INSTRUCTIONS TO FOLLOW:
Quote each of the following entries verbatim, omitting the images.

SOURCE MATERIAL:

------------------------------------

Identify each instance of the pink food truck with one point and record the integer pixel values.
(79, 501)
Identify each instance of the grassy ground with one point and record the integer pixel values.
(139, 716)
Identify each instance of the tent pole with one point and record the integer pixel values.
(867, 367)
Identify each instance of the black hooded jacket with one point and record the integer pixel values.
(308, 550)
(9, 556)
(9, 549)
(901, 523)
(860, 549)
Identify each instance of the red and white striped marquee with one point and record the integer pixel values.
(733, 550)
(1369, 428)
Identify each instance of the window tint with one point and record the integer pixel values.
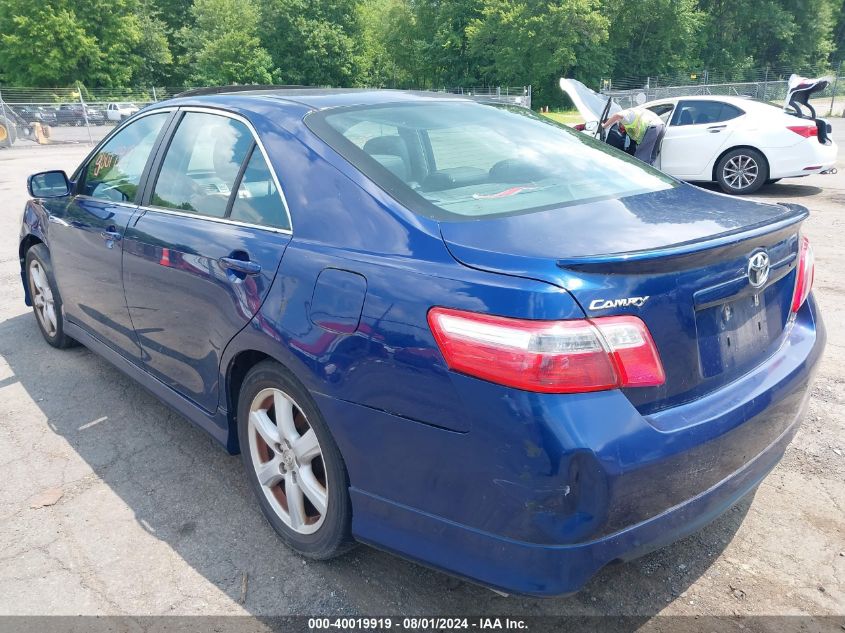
(703, 112)
(486, 160)
(115, 171)
(202, 162)
(258, 201)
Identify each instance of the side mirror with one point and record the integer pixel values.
(48, 184)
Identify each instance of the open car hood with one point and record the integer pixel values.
(589, 103)
(804, 87)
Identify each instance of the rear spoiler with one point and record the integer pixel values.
(800, 89)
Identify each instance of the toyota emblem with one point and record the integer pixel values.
(758, 269)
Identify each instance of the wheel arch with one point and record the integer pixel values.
(236, 371)
(27, 242)
(732, 148)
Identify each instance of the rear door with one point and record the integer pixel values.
(698, 130)
(204, 250)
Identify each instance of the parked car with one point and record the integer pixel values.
(120, 111)
(454, 331)
(737, 142)
(74, 114)
(37, 114)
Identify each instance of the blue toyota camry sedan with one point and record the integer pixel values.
(454, 331)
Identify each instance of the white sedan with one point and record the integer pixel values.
(737, 142)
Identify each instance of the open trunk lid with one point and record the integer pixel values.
(678, 259)
(589, 103)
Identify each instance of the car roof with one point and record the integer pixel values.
(726, 98)
(314, 98)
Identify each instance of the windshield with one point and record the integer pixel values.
(457, 160)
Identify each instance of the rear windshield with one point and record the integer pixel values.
(458, 160)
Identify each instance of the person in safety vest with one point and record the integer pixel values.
(643, 127)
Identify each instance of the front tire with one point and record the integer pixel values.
(46, 300)
(293, 464)
(742, 171)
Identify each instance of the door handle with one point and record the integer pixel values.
(239, 265)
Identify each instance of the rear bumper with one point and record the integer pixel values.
(545, 570)
(786, 163)
(545, 490)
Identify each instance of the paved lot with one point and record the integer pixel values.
(149, 517)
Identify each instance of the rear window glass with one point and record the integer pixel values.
(704, 112)
(456, 160)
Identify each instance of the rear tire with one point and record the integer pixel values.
(742, 171)
(46, 300)
(293, 464)
(8, 132)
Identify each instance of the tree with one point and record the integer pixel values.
(153, 48)
(654, 37)
(522, 42)
(97, 42)
(223, 45)
(44, 44)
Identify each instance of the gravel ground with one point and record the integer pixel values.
(112, 504)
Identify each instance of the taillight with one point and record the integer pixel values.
(804, 274)
(807, 131)
(548, 356)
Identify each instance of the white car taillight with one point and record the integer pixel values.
(804, 273)
(807, 131)
(548, 356)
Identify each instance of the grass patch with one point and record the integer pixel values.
(569, 117)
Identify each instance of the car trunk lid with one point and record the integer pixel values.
(678, 259)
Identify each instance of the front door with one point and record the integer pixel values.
(697, 132)
(86, 236)
(204, 250)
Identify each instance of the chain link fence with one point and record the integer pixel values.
(34, 117)
(766, 84)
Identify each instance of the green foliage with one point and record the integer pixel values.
(312, 42)
(408, 43)
(102, 42)
(223, 44)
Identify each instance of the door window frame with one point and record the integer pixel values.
(78, 177)
(687, 100)
(151, 176)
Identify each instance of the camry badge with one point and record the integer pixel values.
(605, 304)
(758, 269)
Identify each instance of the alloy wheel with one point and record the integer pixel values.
(42, 298)
(288, 461)
(740, 171)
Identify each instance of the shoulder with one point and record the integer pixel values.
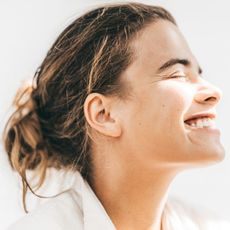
(181, 215)
(61, 212)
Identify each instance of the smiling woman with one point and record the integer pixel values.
(111, 83)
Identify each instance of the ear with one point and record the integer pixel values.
(99, 114)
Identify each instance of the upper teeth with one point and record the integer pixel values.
(202, 123)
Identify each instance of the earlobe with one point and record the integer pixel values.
(98, 113)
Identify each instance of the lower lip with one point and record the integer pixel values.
(204, 130)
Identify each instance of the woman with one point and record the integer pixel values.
(119, 100)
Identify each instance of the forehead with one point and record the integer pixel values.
(157, 43)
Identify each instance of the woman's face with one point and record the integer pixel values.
(170, 115)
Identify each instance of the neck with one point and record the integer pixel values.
(133, 198)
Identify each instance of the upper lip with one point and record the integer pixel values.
(200, 115)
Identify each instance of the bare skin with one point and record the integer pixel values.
(142, 143)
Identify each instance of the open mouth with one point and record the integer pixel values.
(201, 121)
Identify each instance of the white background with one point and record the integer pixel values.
(27, 30)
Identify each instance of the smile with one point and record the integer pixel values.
(201, 121)
(205, 122)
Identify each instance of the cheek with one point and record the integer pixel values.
(176, 100)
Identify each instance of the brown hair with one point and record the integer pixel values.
(48, 127)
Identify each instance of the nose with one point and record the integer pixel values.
(208, 93)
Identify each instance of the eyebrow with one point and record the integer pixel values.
(175, 61)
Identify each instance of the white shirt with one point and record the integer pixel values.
(78, 208)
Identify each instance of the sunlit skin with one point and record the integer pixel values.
(142, 143)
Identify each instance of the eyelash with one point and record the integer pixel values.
(177, 76)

------------------------------------

EXERCISE RESPONSE:
Identify each instance of the pink food truck with one point and record the integer pixel values.
(79, 501)
Identify each instance of the grassy ground with one point and record the integer pixel values.
(139, 716)
Identify each instance of the tent pole with one point and record the integer pixel values.
(867, 367)
Identify each instance of the black hooded jacket with one point and record the integer pixel values.
(308, 550)
(9, 556)
(9, 549)
(901, 523)
(860, 549)
Identify each instance of the red and white striped marquee with one point and record the integer pixel values.
(733, 550)
(1369, 428)
Identify each instance of the window tint with one point and record the integer pixel values.
(703, 112)
(486, 160)
(115, 171)
(202, 162)
(258, 201)
Identify each instance of the side mirror with one point and record the integer pixel values.
(48, 184)
Identify each instance of the open car hood with one point and record the integer pixel values.
(589, 103)
(804, 87)
Identify each instance of the rear spoiler with one point and record the integer pixel values.
(800, 89)
Identify each instance of the toyota emblem with one point and record the integer pixel values.
(758, 269)
Identify each instance of the wheel arch with one point and record the integer pixel values.
(236, 371)
(27, 242)
(732, 148)
Identify each instance of the rear door with one point and record the integer pixel values.
(698, 130)
(204, 250)
Identify each instance of the parked car with one point and record the integer pixel values.
(120, 111)
(454, 331)
(737, 142)
(74, 114)
(37, 114)
Identify each instance of the blue toyota camry sedan with one point and record the integer pixel values.
(454, 331)
Identify each instance of the white sedan with one point and record the integer pixel values.
(737, 142)
Identify each instance of the open trunk lid with one point and record the integer pixel values.
(678, 259)
(589, 103)
Identify each instance of the car roof with one point and record the integer pixel values.
(726, 98)
(314, 98)
Identify each instance of the windshield with one point and record the integer pixel values.
(457, 160)
Identify each instance of the rear windshield with one point and record the integer pixel values.
(458, 160)
Identify each instance of the person in safety vest with one point and record the integer pixel values.
(643, 127)
Identify each instance of the front tire with one point and record the integer pixel values.
(46, 300)
(293, 464)
(742, 171)
Identify each instance of the door handle with one point and record the integer pixel values.
(239, 265)
Identify each instance of the rear bumper with one point and record the integer pixel values.
(545, 570)
(786, 163)
(545, 490)
Identify each instance of the paved lot with one point and record the integer pixel values.
(149, 517)
Identify each instance of the rear window glass with one point and record the integer pixel values.
(704, 112)
(456, 160)
Identify each instance of the rear tire with one point and record the integer pixel values.
(742, 171)
(46, 300)
(293, 464)
(8, 132)
Identify each instance of the tree with one point and record the integer pixel values.
(153, 48)
(654, 37)
(522, 42)
(97, 42)
(223, 45)
(44, 44)
Identify each instance of the gravel ground with one point and record the integer pixel values.
(112, 504)
Identify each instance of the taillight with one point and record the integer pixel values.
(804, 274)
(807, 131)
(548, 356)
Identify each instance of the white car taillight with one point and record the integer pixel values.
(804, 273)
(807, 131)
(548, 356)
Identify each instance of the grass patch with one point and record the integer pixel values.
(569, 117)
Identify each instance of the car trunk lid with one point and record the integer pixel values.
(678, 259)
Identify each instance of the front door with one point and record the integer pixel values.
(697, 132)
(86, 236)
(204, 250)
Identify each instance of the chain link fence with one point and record the integer pixel values.
(34, 117)
(766, 84)
Identify each instance of the green foliage with one point and record the integer pixel values.
(312, 42)
(408, 43)
(102, 42)
(223, 44)
Identify each instance of the door window frame with one point and record the integer pixel values.
(78, 177)
(687, 100)
(151, 176)
Identify each instance of the camry badge with one point and record the integer pixel values.
(605, 304)
(758, 269)
Identify each instance of the alloy wheel with one point and record the integer pixel values.
(42, 298)
(288, 461)
(740, 171)
Identify each instance of the shoulder with one point and record the integer pixel values.
(181, 215)
(61, 212)
Identify each instance of the smiling woman with one point and record the integer pixel values.
(111, 83)
Identify each instance of the ear with one point and record the integer pixel values.
(99, 114)
Identify each instance of the upper teeth with one point and record the integer pixel values.
(202, 123)
Identify each instance of the earlobe with one point and record the integer pixel values.
(98, 113)
Identify each instance of the lower lip with one point and record the integer pixel values.
(204, 130)
Identify each instance of the woman with one point and record the integer pixel values.
(119, 100)
Identify each instance of the forehead with one point and record the integer pixel values.
(157, 43)
Identify each instance of the woman's face with one point and record the integer pixel values.
(170, 115)
Identify each instance of the neck with one point and record the integer pixel values.
(133, 198)
Identify each instance of the upper lip with one point and record the integer pixel values.
(200, 115)
Identify each instance of the bare skin with one point and record the integer pixel values.
(142, 143)
Identify each instance of the open mouth with one point and record the integer pixel values.
(201, 121)
Identify each instance of the white background with one point and record the integer pixel values.
(27, 30)
Identify each instance of the smile with one point and record the integer pixel values.
(201, 121)
(205, 122)
Identify each instance of the cheek with one point and record the integer pixel values.
(176, 100)
Identify each instance of the brown hair with one point and record the integer pixel values.
(48, 127)
Identify each instance of the nose with one point and record the integer pixel values.
(208, 93)
Identify each instance of the eyebrow with one point and record the integer pixel values.
(175, 61)
Identify each instance of the white shirt with one point and record the integer pixel values.
(78, 208)
Identify each instance of the sunlit skin with one point and record the integer pixel values.
(142, 143)
Identify each instance of the eyelash with one point and record the integer pixel values.
(177, 76)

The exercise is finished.